»»

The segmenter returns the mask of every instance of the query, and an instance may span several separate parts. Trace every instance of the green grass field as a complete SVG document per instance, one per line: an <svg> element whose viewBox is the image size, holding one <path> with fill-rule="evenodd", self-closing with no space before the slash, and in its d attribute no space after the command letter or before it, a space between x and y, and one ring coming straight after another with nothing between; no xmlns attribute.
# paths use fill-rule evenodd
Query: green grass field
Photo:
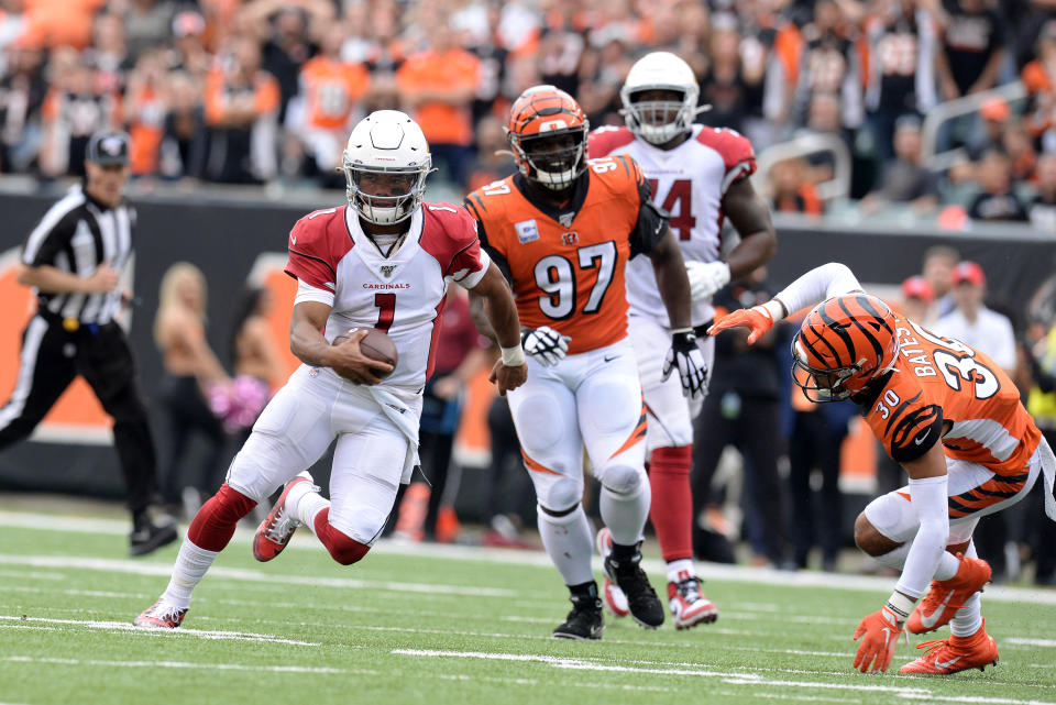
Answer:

««

**Written exercise:** Omit any images, then output the listing exactly.

**Correct output:**
The segmenter returns the mask of every instance of the query, and an instance may span several separate parts. Trace every instance of the green grass field as a complete SVG document per instance, one per line: an <svg> element whose viewBox is the image size, holding one <path> with fill-rule="evenodd", self-closing with no space before the slash, and in its d attribute no space after the command letter or before it, a space between x and y, and one ring coming straight after another with nothing between; no xmlns attribute.
# paths use fill-rule evenodd
Query: green grass field
Photo:
Answer:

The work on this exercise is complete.